*Selected extract*.
Bell Curves and Constructivism

I recently had a discussion with my son about a controversial academic topic. He was struggling to find someone willing to engage in a meaningful dialogue. People on both sides of the issue seemed either emotionally invested without evidentiary support or lacking sufficient background knowledge for substantive debate. Moreover, due to the current political correctness and cancel culture environment, even gathering new data on this unpopular subject is challenging. This exemplifies the failure of the scientific community to uphold impartial inquiry, a key factor underlying my view that scientific consensus is predicated more on rhetorical appeals than dispassionate analysis.

The topic stemmed from The Bell Curve, a 1994 book by psychologist Richard J. Herrnstein and political scientist Charles Murray. The authors argued that intelligence, as measured by IQ tests, has a strong genetic component, with race and ethnicity as statistically significant variables. Specifically, they claimed the average IQ score for whites in the US was one standard deviation higher than for blacks – 102 versus 85, as depicted in the chart below.

While the details are less relevant here, the core issue is the purported gap between racial groups. As shown, there is substantial overlap in the bell curves, but the one representing blacks is notably shifted leftward from the white curve.

As a statistician, I tend to focus more on methodological rigour and meta-analyses than the mathematical computations themselves, which I presume were executed properly.

My first consideration was the validity of IQ tests as a proxy for achievement, given the cultural biases these metrics contain. Even accepting the IQ gap argument, issues around test construction leave open the ‘so what?’ question. However, the study’s findings were largely replicated 15 years later, suggesting some robustness.

*Questions to answer*.
1/ Answer these questions about the Bell Curves essay:
(a) In what year was The Bell Curve published?
(b) What average IQ scores does the essay give for whites and for blacks in the US?
(c) How many years later were the study's findings largely replicated?
2/ Copy out the passage of the Bell Curves essay starting with "While the details" and going on through "were executed properly.", substituting "researcher" for "statistician".
The listing that follows has no connection to the text above.

*Supplied material*.

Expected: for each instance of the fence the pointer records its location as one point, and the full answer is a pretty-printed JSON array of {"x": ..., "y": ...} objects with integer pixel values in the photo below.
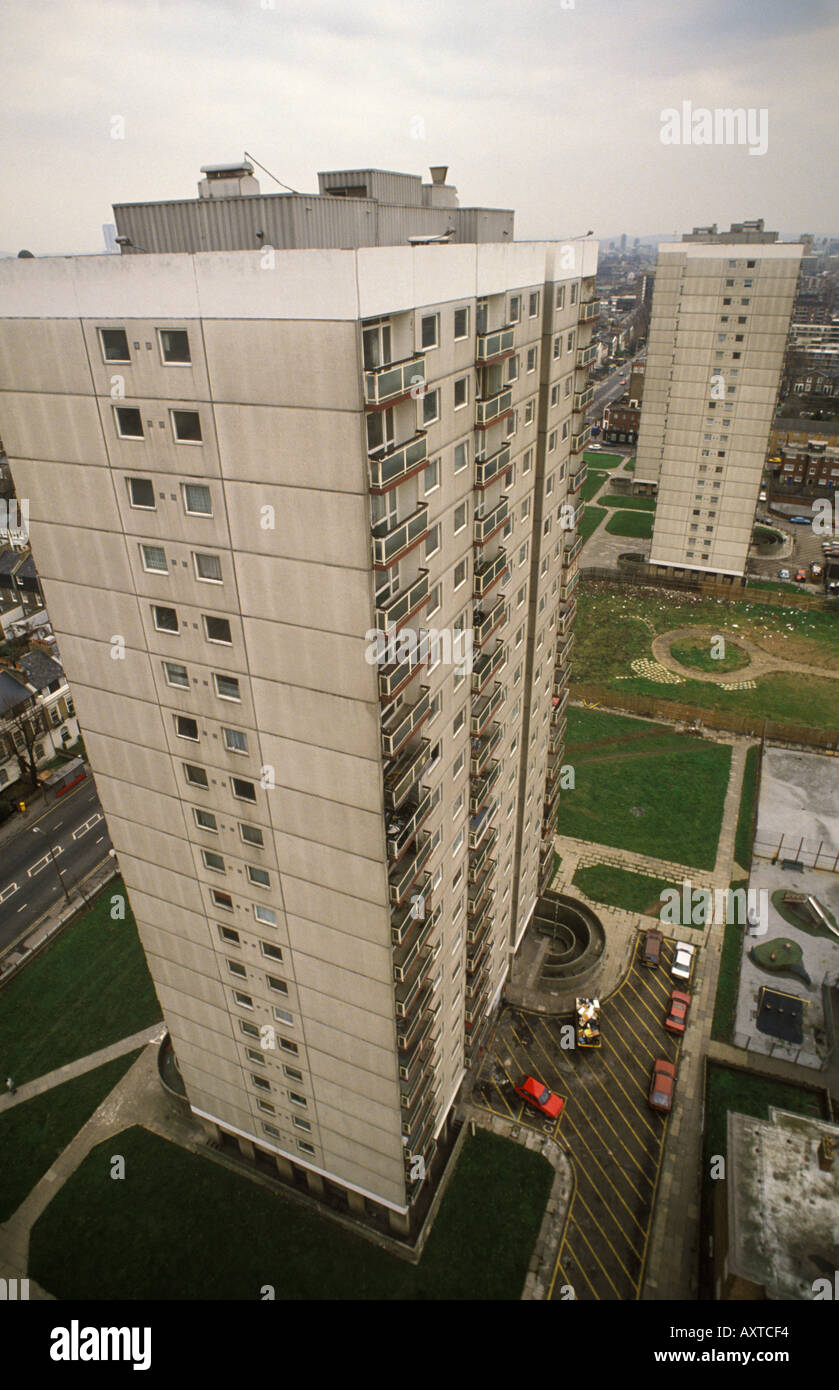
[{"x": 659, "y": 706}]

*Written responses*.
1/
(a) 1994
(b) 102 for whites and 85 for blacks
(c) 15 years

2/
While the details are less relevant here, the core issue is the purported gap between racial groups. As shown, there is substantial overlap in the bell curves, but the one representing blacks is notably shifted leftward from the white curve.

As a researcher, I tend to focus more on methodological rigour and meta-analyses than the mathematical computations themselves, which I presume were executed properly.